-- start Document extract --

In Figure 15, the acceleration amplification ratios of the SV waves were larger than those of the P waves for each material. The ratios gradually decreased as the materials in the slope varied from soft to hard; that is, the soft materials intensified the amplification whereas the hard materials alleviated the amplification in the slope topography. In addition, the maximum acceleration amplification ratios were acquired when the incident angles fluctuated between 10° and 25° under SV waves incidence and fell between 0° and 10° under P waves incidence. Consequently, the slope topographies that covered soft materials were more harmful during earthquake events, and the maximum ground motions of slope topographies were usually in a certain direction of oblique incident seismic waves.

The synthetic accelerograms of the horizontal and vertical components of SV waves and P waves with incident angles of 0° and 30°are presented in Figure 16 and Figure 17, respectively. In the figures, “soft-hard” was the abbreviation of “the slope is soft and the foundation is hard”, which corresponded to the situation of “a” in Figure 15; “same” referred to the situation of “b” in Figure 15, and “hard-soft” was marked as the situation of “c” in Figure 15.

-- end Document extract --

Reproduce the slope amplification passage word for word, from "In Figure 15, the" to "incident seismic waves.".

-- start Data section --

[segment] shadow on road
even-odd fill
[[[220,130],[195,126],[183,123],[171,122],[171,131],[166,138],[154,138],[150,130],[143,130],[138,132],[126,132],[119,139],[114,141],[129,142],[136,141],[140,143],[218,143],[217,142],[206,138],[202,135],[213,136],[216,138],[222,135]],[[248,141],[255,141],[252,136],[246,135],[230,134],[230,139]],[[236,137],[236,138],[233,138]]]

-- end Data section --

▶ [Correct answer]
In Figure 15, the acceleration amplification ratios of the SV waves were larger than those of the P waves for each material. The ratios gradually decreased as the materials in the slope varied from soft to hard; that is, the soft materials intensified the amplification whereas the hard materials alleviated the amplification in the slope topography. In addition, the maximum acceleration amplification ratios were acquired when the incident angles fluctuated between 10° and 25° under SV waves incidence and fell between 0° and 10° under P waves incidence. Consequently, the slope topographies that covered soft materials were more harmful during earthquake events, and the maximum ground motions of slope topographies were usually in a certain direction of oblique incident seismic waves.